__Task input__:

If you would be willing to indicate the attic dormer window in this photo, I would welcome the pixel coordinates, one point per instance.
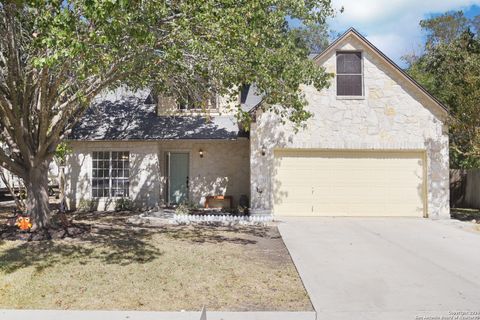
(349, 74)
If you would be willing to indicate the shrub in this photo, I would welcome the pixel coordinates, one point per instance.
(87, 205)
(124, 204)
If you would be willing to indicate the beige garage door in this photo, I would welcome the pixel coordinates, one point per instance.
(350, 183)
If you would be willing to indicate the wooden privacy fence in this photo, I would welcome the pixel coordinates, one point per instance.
(465, 188)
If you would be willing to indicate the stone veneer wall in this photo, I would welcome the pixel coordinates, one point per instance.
(392, 115)
(224, 169)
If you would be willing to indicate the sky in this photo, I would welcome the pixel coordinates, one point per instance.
(393, 25)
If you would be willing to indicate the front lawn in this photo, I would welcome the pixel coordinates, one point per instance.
(119, 266)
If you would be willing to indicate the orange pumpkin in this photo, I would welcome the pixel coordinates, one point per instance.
(23, 223)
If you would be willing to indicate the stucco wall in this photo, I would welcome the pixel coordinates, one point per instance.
(224, 169)
(392, 115)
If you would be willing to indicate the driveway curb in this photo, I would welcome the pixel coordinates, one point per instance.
(151, 315)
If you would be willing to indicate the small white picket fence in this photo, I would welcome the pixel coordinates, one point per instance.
(223, 218)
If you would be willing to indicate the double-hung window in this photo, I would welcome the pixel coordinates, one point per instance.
(349, 74)
(110, 173)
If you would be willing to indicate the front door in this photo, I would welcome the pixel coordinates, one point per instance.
(177, 177)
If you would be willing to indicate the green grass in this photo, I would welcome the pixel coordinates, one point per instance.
(117, 266)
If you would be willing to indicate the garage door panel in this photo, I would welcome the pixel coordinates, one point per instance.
(363, 183)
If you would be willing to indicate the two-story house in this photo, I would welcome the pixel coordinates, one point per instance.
(377, 145)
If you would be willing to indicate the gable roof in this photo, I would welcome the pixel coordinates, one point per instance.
(353, 32)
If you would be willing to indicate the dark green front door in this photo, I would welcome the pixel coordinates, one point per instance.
(178, 177)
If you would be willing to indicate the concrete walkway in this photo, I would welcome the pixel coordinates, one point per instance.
(366, 268)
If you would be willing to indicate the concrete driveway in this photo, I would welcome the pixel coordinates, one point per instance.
(366, 268)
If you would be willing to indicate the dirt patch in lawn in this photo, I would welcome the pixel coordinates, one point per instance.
(119, 266)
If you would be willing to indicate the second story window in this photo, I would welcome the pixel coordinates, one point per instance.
(349, 74)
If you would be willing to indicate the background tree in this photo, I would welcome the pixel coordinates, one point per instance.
(56, 55)
(449, 68)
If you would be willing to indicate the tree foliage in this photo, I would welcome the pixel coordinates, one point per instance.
(450, 69)
(57, 55)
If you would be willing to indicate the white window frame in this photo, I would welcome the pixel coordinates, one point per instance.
(110, 177)
(360, 97)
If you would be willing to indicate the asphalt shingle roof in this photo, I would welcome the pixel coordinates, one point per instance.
(124, 115)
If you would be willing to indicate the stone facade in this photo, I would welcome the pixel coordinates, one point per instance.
(393, 114)
(223, 170)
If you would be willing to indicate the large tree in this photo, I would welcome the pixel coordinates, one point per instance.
(450, 68)
(57, 55)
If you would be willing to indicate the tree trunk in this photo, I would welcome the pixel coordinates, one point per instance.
(37, 196)
(61, 187)
(18, 202)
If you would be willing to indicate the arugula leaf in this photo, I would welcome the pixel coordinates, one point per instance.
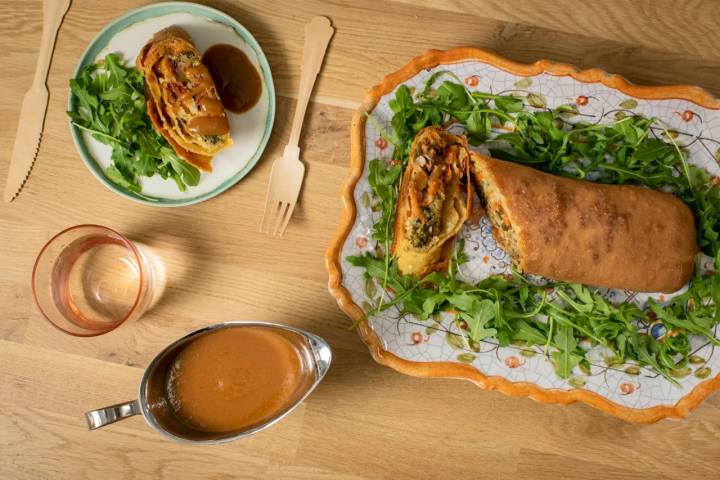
(565, 359)
(109, 104)
(481, 312)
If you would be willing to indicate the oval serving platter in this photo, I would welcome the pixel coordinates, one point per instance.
(409, 346)
(250, 130)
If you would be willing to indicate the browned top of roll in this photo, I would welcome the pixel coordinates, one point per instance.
(614, 236)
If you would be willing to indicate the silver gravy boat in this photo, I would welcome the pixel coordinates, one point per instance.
(152, 402)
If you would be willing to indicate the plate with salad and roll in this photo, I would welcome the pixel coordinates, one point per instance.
(172, 104)
(538, 230)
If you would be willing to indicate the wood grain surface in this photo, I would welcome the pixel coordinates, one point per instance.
(364, 420)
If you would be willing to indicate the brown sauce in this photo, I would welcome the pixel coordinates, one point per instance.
(208, 125)
(232, 378)
(237, 80)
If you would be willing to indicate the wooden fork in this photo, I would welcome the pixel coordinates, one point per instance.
(288, 171)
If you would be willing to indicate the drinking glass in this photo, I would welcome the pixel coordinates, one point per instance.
(89, 279)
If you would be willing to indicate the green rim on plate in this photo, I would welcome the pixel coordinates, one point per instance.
(157, 10)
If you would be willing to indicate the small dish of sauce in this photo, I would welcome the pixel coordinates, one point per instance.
(233, 378)
(237, 80)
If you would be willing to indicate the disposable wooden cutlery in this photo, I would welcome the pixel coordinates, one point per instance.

__Exercise directions__: Copy every entry word for word, but omit the pictures.

__Answer to this task__:
If you would be willing to indicate the attic dormer window in this photo, I would welcome the pixel coordinates, one point per instance.
(349, 74)
If you would be willing to indicate the shrub in this photo, I would welcome the pixel coordinates, one point per instance.
(87, 205)
(124, 204)
If you would be willing to indicate the beige garage door in this photo, I would welcome the pixel coordinates, one point per instance.
(350, 183)
If you would be willing to indicate the wooden privacy fence in this photo, I would welcome the pixel coordinates, one point per instance.
(465, 188)
If you would be willing to indicate the stone veneer wall in this photo, I would welcome the pixel coordinates, one point per instance.
(392, 115)
(224, 169)
If you would be willing to indicate the sky in this photo, I would welcome the pixel coordinates, one point per instance.
(393, 25)
If you would be willing to indicate the front lawn in this photo, I would welcome the pixel coordinates, one point per instance.
(119, 266)
If you would be willing to indicate the orange pumpkin in this photo, I would welcome the pixel coordinates, one point per instance.
(23, 223)
If you would be willing to indicate the stucco wall in this photo, I would welcome the pixel coordinates, one point per instance.
(224, 169)
(392, 115)
If you would be willing to indicate the driveway curb in this photo, I would welcome the pixel coordinates, one point per instance.
(151, 315)
If you would be willing to indicate the small white picket fence in this photo, I would welcome the pixel coordinates, one point per instance.
(223, 218)
If you would be willing to indicate the double-hung window in this photo, I would welcome the pixel coordinates, one point per instance.
(349, 74)
(110, 173)
If you would be willing to indicate the front door in this photo, I would welcome the pixel coordinates, one point per instance.
(177, 177)
If you would be willing to indicate the green grass in this photo, I would welcome the pixel coordinates, one point per instance.
(117, 266)
If you would be willing to indicate the garage door panel in this photo, I would welcome the pixel coordinates, one point per instance.
(363, 183)
If you would be willing to indicate the two-story house in this photo, I would welcome the pixel coordinates, one point per instance.
(377, 145)
If you would be willing to indicate the gable roof in this photo, I would welcome the pixel coordinates, one point per instance.
(353, 32)
If you would be willing to indicate the dark green front door in this photo, I would welcome the pixel coordinates, one point per instance.
(178, 177)
If you would be willing to indicate the concrete walkway in this photo, I would welcome the pixel coordinates, one point per instance.
(366, 268)
If you would be willing to indicate the concrete driveway in this photo, I would welcome the pixel coordinates, one point per instance.
(366, 268)
If you would be willing to indicate the dirt patch in lawn in this photo, I would welcome the pixel coordinates, one point per instance.
(119, 266)
If you would be willing to indicate the second story window in this photo, I would welcome the pixel coordinates, one point per instance.
(349, 74)
If you would be willing to indicate the background tree in this photo, I would welcome the pixel coordinates, one point per instance.
(56, 55)
(449, 68)
If you would be willing to indicate the tree foliage in this photo, I would welcome the pixel coordinates, one point per instance.
(450, 69)
(57, 55)
If you would be willing to indicate the white window frame in this photo, I would welcome the pixel coordinates, one point per instance.
(110, 177)
(360, 97)
If you would be willing to indicate the asphalt shingle roof in this photo, I would welcome the pixel coordinates, one point per instance.
(124, 115)
If you would be willing to indicate the stone facade in this photo, I would welcome the pixel coordinates, one point per instance.
(393, 114)
(223, 170)
If you would be willing to indicate the large tree in this photo, I would welcome the pixel coordinates, one point per instance.
(450, 68)
(57, 55)
If you would be willing to indicate the tree trunk in this photo, I would welcome the pixel coordinates, one point per instance.
(37, 196)
(61, 187)
(18, 202)
If you would be willing to indicate the arugula leaf in this photo, I would welcome the pixel coordinates, one point per instance.
(565, 359)
(109, 104)
(481, 312)
If you would be willing to indicate the oval serving platter in this photo, I would welcome the pixel coordinates, one point per instance.
(409, 346)
(250, 130)
If you would be willing to indicate the browned top of roll in this photo, I would welcome the pixel coordinates, one point per instance.
(614, 236)
If you would be willing to indicate the silver gravy boat in this photo, I would welcome the pixel coordinates, one point per instance.
(152, 402)
If you would be willing to indicate the plate with salad and roll in this photo, I would welcome the pixel coordinates, one point per instance.
(172, 104)
(538, 230)
If you would be willing to indicate the wood grain surface in this photo, I would welcome the pixel coordinates, one point per instance.
(364, 420)
If you would be willing to indicate the brown sauce in this photo, I would welcome the pixel coordinates, one point per instance.
(208, 125)
(232, 378)
(237, 80)
If you would be willing to indicate the wooden fork in this photo, I would welcome the pixel coordinates, one point per instance.
(288, 171)
If you would be willing to indicate the drinking glass in this photo, I would welcome the pixel coordinates, one point per instance.
(89, 279)
If you would be willing to indicate the green rim on plate in this photo, I would welcome the pixel coordinates, one point per instance.
(157, 10)
If you would be willing to indicate the small dish of sauce in this photo, I would welcome the pixel coordinates, one point per instance.
(233, 378)
(237, 80)
If you would be willing to indicate the disposable wooden cutlery in this photo, I would welcome the pixel coordinates, one point per instance.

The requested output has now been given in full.